Exercise aim –
Identify each line in the records below that contains the string "striped" and copy those lines out in full.

Records provided –
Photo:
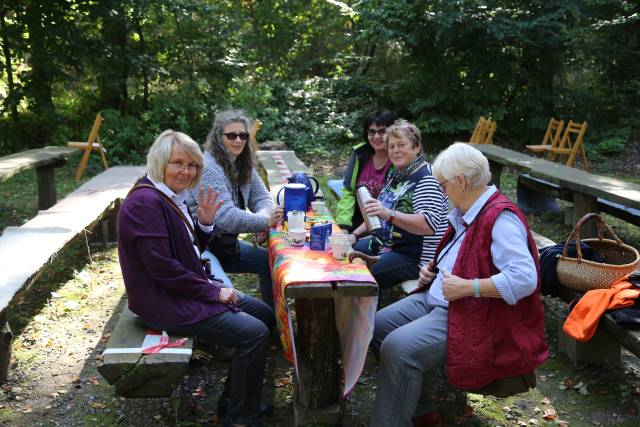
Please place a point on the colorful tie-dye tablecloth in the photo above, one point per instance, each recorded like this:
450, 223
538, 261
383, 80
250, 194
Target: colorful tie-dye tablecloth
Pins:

...

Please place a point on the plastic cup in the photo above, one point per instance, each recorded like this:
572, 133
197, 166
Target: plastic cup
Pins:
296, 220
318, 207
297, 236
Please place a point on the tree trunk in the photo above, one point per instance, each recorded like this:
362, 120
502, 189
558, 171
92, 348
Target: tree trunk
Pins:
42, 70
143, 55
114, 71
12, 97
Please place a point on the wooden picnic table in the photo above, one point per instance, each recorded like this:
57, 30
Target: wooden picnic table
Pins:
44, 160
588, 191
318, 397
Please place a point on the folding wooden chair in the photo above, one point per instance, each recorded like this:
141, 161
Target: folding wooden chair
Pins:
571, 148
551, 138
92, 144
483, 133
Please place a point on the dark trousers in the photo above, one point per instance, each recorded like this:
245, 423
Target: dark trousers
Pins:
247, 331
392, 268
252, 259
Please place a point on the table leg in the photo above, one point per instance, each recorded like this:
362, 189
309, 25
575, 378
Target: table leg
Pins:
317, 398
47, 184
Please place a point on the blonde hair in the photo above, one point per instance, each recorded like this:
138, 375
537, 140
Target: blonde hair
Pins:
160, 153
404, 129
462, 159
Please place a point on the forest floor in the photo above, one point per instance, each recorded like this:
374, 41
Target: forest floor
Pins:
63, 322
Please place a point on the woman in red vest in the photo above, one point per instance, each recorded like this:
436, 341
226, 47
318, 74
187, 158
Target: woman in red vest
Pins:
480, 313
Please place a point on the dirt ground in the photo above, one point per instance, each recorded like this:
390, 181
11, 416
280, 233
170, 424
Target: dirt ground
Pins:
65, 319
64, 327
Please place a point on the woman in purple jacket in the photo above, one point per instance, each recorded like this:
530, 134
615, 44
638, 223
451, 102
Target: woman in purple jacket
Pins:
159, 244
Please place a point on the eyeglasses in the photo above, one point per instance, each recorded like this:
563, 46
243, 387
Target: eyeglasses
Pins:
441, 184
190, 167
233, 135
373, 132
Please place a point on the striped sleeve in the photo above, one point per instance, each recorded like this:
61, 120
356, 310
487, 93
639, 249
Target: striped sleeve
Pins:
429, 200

...

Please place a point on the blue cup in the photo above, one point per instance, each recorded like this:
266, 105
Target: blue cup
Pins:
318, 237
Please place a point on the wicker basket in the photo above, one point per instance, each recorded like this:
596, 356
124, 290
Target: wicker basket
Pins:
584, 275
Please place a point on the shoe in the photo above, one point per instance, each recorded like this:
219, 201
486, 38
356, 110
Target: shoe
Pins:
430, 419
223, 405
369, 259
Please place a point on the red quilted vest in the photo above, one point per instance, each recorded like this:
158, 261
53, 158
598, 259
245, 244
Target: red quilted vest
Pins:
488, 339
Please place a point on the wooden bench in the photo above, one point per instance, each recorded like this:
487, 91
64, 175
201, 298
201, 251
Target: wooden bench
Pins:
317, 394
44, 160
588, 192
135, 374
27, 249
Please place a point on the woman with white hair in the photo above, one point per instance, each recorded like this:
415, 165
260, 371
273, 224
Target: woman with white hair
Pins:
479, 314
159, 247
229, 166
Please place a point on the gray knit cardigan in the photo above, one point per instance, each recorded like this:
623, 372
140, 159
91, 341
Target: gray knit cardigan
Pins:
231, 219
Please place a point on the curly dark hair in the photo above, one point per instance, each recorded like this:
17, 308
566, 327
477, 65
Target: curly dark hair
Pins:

In response –
Please place a point on the striped sleeve in the photo above, one point per instance, each recorded like this:
Target: striped sleeve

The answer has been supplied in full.